• Exercise aim
Write every line of the entries below as a JSON list of strings, one string per line, with blank lines skipped. Leave out the picture lines.
====== Material supplied ======
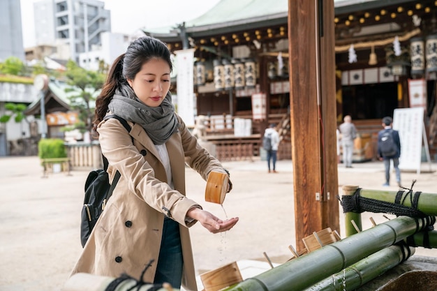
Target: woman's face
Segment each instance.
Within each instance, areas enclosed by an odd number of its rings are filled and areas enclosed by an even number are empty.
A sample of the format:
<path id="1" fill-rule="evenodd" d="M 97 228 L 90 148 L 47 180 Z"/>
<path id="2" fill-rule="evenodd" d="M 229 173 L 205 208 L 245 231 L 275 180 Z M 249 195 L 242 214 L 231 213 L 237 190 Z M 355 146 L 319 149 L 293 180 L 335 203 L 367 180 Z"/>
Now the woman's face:
<path id="1" fill-rule="evenodd" d="M 128 79 L 135 95 L 149 107 L 162 103 L 170 90 L 170 66 L 162 59 L 154 58 L 141 67 L 133 80 Z"/>

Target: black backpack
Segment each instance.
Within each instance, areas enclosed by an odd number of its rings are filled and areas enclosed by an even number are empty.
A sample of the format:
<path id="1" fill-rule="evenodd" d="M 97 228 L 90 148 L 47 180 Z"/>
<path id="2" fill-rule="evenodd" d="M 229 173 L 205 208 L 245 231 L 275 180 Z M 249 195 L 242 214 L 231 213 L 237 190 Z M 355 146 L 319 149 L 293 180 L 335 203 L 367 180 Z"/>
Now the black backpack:
<path id="1" fill-rule="evenodd" d="M 121 117 L 117 115 L 108 115 L 105 117 L 105 119 L 110 118 L 118 119 L 128 132 L 131 131 L 131 126 Z M 105 206 L 111 197 L 121 176 L 120 172 L 117 171 L 112 184 L 110 184 L 109 175 L 106 172 L 108 162 L 103 154 L 102 158 L 103 159 L 103 169 L 91 171 L 85 181 L 85 197 L 80 221 L 80 241 L 82 247 L 85 246 L 91 232 L 103 211 Z"/>
<path id="2" fill-rule="evenodd" d="M 272 133 L 269 133 L 262 137 L 262 149 L 272 151 Z"/>
<path id="3" fill-rule="evenodd" d="M 383 157 L 394 156 L 397 154 L 397 145 L 394 143 L 392 129 L 384 131 L 381 135 L 380 149 Z"/>

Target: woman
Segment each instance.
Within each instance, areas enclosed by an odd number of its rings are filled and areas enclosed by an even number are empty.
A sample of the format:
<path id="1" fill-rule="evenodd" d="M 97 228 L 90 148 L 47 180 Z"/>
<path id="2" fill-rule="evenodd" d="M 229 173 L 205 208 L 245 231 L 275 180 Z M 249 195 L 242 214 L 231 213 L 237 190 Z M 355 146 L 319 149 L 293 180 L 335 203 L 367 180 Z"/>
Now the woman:
<path id="1" fill-rule="evenodd" d="M 111 179 L 121 178 L 93 230 L 73 274 L 170 283 L 197 290 L 188 227 L 199 221 L 209 232 L 229 230 L 223 221 L 185 196 L 185 163 L 204 179 L 227 172 L 197 142 L 171 103 L 170 52 L 142 37 L 116 59 L 96 102 L 94 124 Z M 126 119 L 128 133 L 114 118 Z M 230 183 L 228 191 L 232 184 Z"/>

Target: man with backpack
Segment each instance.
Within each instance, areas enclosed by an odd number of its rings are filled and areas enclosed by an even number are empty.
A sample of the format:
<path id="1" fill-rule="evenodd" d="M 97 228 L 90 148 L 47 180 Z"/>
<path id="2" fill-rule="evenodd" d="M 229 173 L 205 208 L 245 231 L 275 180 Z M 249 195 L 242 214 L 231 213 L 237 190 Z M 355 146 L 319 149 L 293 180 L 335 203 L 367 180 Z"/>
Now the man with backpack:
<path id="1" fill-rule="evenodd" d="M 390 182 L 390 162 L 393 161 L 393 167 L 396 172 L 396 181 L 401 186 L 401 170 L 399 170 L 399 157 L 401 156 L 401 140 L 399 133 L 392 128 L 393 119 L 390 117 L 383 119 L 384 129 L 378 133 L 378 156 L 384 161 L 385 167 L 385 183 L 384 186 L 389 186 Z"/>
<path id="2" fill-rule="evenodd" d="M 276 153 L 278 147 L 279 146 L 279 134 L 274 129 L 275 125 L 270 124 L 268 128 L 266 128 L 262 137 L 262 148 L 267 153 L 267 166 L 269 172 L 270 171 L 270 161 L 273 163 L 273 172 L 276 172 Z"/>

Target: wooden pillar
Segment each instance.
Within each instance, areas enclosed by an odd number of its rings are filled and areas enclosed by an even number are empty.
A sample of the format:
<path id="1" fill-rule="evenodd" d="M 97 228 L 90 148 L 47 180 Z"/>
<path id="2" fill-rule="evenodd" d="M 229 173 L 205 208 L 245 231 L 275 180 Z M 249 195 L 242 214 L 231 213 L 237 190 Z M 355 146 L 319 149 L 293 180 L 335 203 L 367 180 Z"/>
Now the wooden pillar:
<path id="1" fill-rule="evenodd" d="M 296 243 L 339 230 L 334 0 L 288 0 Z"/>

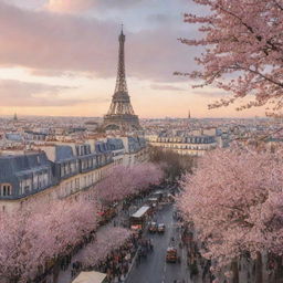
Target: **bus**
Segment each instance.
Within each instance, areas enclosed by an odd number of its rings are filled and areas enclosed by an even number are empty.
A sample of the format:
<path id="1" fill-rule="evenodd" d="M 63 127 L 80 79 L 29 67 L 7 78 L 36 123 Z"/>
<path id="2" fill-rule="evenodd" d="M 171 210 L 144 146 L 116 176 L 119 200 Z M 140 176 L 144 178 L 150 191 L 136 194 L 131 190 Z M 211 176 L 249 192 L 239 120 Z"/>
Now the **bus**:
<path id="1" fill-rule="evenodd" d="M 129 228 L 132 230 L 143 230 L 146 226 L 146 220 L 150 213 L 150 207 L 144 206 L 139 208 L 130 218 L 129 218 Z"/>
<path id="2" fill-rule="evenodd" d="M 105 273 L 91 271 L 81 272 L 72 283 L 106 283 L 107 275 Z"/>

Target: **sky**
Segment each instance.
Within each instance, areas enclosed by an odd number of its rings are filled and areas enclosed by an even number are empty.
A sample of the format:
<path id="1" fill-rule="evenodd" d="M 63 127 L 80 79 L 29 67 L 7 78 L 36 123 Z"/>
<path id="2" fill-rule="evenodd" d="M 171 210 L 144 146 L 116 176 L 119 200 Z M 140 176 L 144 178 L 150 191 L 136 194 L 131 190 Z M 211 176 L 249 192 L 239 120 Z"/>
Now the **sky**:
<path id="1" fill-rule="evenodd" d="M 134 111 L 149 117 L 254 117 L 263 109 L 208 109 L 222 91 L 192 88 L 174 72 L 197 70 L 200 36 L 184 23 L 191 0 L 0 0 L 0 115 L 103 116 L 115 87 L 118 34 L 126 34 Z"/>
======
• Response to the task
[
  "Target: woman's face",
  "Segment each instance.",
  "Within each instance, areas enclosed by an odd number of its rings are filled and areas enclosed by an even number are empty.",
  "A sample of the format:",
  "<path id=\"1\" fill-rule=\"evenodd\" d=\"M 97 228 L 90 148 L 47 180 Z\"/>",
  "<path id=\"2\" fill-rule=\"evenodd\" d=\"M 229 173 L 205 208 L 245 231 L 275 180 Z M 249 195 L 242 214 L 231 213 L 237 190 Z M 355 146 L 319 149 L 293 180 L 335 203 L 367 180 Z\"/>",
  "Now the woman's face:",
  "<path id=\"1\" fill-rule=\"evenodd\" d=\"M 128 79 L 135 95 L 149 107 L 162 103 L 170 90 L 170 66 L 162 59 L 154 58 L 141 67 L 133 80 Z\"/>",
  "Target: black backpack",
  "Segment each instance.",
  "Within each instance, areas enclosed by an odd number of its rings are filled and areas enclosed by an even number are empty.",
  "A sample of the format:",
  "<path id=\"1\" fill-rule=\"evenodd\" d=\"M 97 228 L 90 148 L 47 180 Z\"/>",
  "<path id=\"2\" fill-rule=\"evenodd\" d=\"M 229 173 L 205 208 L 245 231 L 275 180 Z M 249 195 L 242 214 L 231 213 L 237 190 Z M 355 146 L 319 149 L 293 180 L 335 203 L 367 180 Z\"/>",
  "Now the black backpack:",
  "<path id=\"1\" fill-rule=\"evenodd\" d=\"M 121 117 L 117 115 L 108 115 L 105 117 L 105 119 L 110 118 L 118 119 L 128 132 L 131 131 L 131 126 Z M 105 206 L 111 197 L 121 176 L 120 172 L 117 171 L 112 184 L 110 184 L 109 175 L 106 172 L 108 162 L 103 154 L 102 158 L 103 159 L 103 169 L 91 171 L 85 181 L 85 197 L 80 221 L 80 241 L 82 247 L 85 246 L 91 232 L 103 211 Z\"/>",
  "<path id=\"2\" fill-rule=\"evenodd\" d=\"M 272 133 L 269 133 L 262 137 L 262 149 L 272 151 Z\"/>",
  "<path id=\"3\" fill-rule=\"evenodd\" d=\"M 383 157 L 394 156 L 397 154 L 397 145 L 394 143 L 392 129 L 384 131 L 381 135 L 380 149 Z\"/>",
  "Target: woman",
  "Segment each instance.",
  "Within each instance, areas enclosed by an odd number of its rings are filled and areas enclosed by an even number are empty.",
  "A sample of the format:",
  "<path id=\"1\" fill-rule=\"evenodd\" d=\"M 97 228 L 90 148 L 47 180 Z\"/>",
  "<path id=\"2\" fill-rule=\"evenodd\" d=\"M 229 173 L 205 208 L 245 231 L 275 180 Z M 249 195 L 242 214 L 231 213 L 237 190 Z M 355 146 L 319 149 L 293 180 L 335 203 L 367 180 Z\"/>",
  "Now the woman:",
  "<path id=\"1\" fill-rule=\"evenodd\" d=\"M 111 179 L 121 178 L 93 230 L 73 274 L 170 283 L 197 290 L 188 227 L 199 221 L 209 232 L 229 230 L 223 221 L 185 196 L 185 163 L 204 179 L 227 172 L 197 142 L 171 103 L 170 52 L 142 37 L 116 59 L 96 102 L 94 124 Z M 126 119 L 128 133 L 114 118 Z M 230 183 L 228 191 L 232 184 Z\"/>",
  "Target: man with backpack",
  "Segment each instance.",
  "Within each instance, areas enclosed by an odd number of its rings are filled and areas enclosed by an even number are empty.",
  "A sample of the format:",
  "<path id=\"1\" fill-rule=\"evenodd\" d=\"M 97 228 L 90 148 L 47 180 Z\"/>",
  "<path id=\"2\" fill-rule=\"evenodd\" d=\"M 229 173 L 205 208 L 245 231 L 275 180 Z M 249 195 L 242 214 L 231 213 L 237 190 Z M 355 146 L 319 149 L 293 180 L 335 203 L 367 180 Z\"/>",
  "Now the man with backpack:",
  "<path id=\"1\" fill-rule=\"evenodd\" d=\"M 390 182 L 390 162 L 393 161 L 393 167 L 396 172 L 396 181 L 401 186 L 401 170 L 399 170 L 399 157 L 401 156 L 401 140 L 399 133 L 392 128 L 393 119 L 390 117 L 383 119 L 384 129 L 378 133 L 378 156 L 384 161 L 385 167 L 385 183 L 384 186 L 389 186 Z\"/>",
  "<path id=\"2\" fill-rule=\"evenodd\" d=\"M 276 153 L 278 147 L 279 146 L 279 134 L 274 129 L 275 125 L 270 124 L 268 128 L 266 128 L 262 137 L 262 148 L 267 153 L 267 166 L 269 172 L 270 171 L 270 161 L 273 163 L 273 172 L 276 172 Z\"/>",
  "Target: wooden pillar",
  "Segment each instance.",
  "Within each instance, areas enclosed by an odd number of its rings are filled and areas enclosed by an even number are empty.",
  "A sample of the format:",
  "<path id=\"1\" fill-rule=\"evenodd\" d=\"M 97 228 L 90 148 L 47 180 Z\"/>",
  "<path id=\"2\" fill-rule=\"evenodd\" d=\"M 229 173 L 205 208 L 245 231 L 275 180 Z M 249 195 L 242 214 L 231 213 L 237 190 Z M 355 146 L 319 149 L 293 180 L 335 203 L 367 180 Z\"/>",
  "Now the wooden pillar:",
  "<path id=\"1\" fill-rule=\"evenodd\" d=\"M 296 243 L 339 230 L 334 0 L 288 0 Z\"/>",
  "Target: **bus**",
  "Segment each instance.",
  "Within each instance, areas enclosed by an odd number of its rings are filled and areas enclosed by an even number are empty.",
  "A sample of the format:",
  "<path id=\"1\" fill-rule=\"evenodd\" d=\"M 63 127 L 80 79 L 29 67 L 7 78 L 36 123 Z\"/>",
  "<path id=\"2\" fill-rule=\"evenodd\" d=\"M 171 210 L 144 146 L 116 176 L 119 200 Z M 140 176 L 144 178 L 150 191 L 136 194 L 131 190 Z M 211 176 L 249 192 L 239 120 Z\"/>",
  "Now the **bus**:",
  "<path id=\"1\" fill-rule=\"evenodd\" d=\"M 129 228 L 132 230 L 143 230 L 146 226 L 146 220 L 150 213 L 150 207 L 144 206 L 139 208 L 130 218 L 129 218 Z\"/>",
  "<path id=\"2\" fill-rule=\"evenodd\" d=\"M 105 273 L 91 271 L 81 272 L 72 283 L 106 283 L 107 275 Z\"/>",
  "Target: **sky**",
  "Segment each instance.",
  "Within each instance, areas enclosed by an odd number of its rings are filled and areas enclosed by an even number are empty.",
  "A sample of the format:",
  "<path id=\"1\" fill-rule=\"evenodd\" d=\"M 63 127 L 80 79 L 29 67 L 7 78 L 36 123 Z\"/>",
  "<path id=\"2\" fill-rule=\"evenodd\" d=\"M 171 210 L 144 146 L 116 176 L 119 200 Z M 140 176 L 144 178 L 150 191 L 136 194 L 131 190 Z M 211 176 L 249 192 L 239 120 Z\"/>",
  "Now the **sky**:",
  "<path id=\"1\" fill-rule=\"evenodd\" d=\"M 134 111 L 149 117 L 254 117 L 263 109 L 208 109 L 222 91 L 192 88 L 174 72 L 197 70 L 200 36 L 184 23 L 191 0 L 0 0 L 0 115 L 103 116 L 115 87 L 118 34 L 126 34 Z\"/>"
]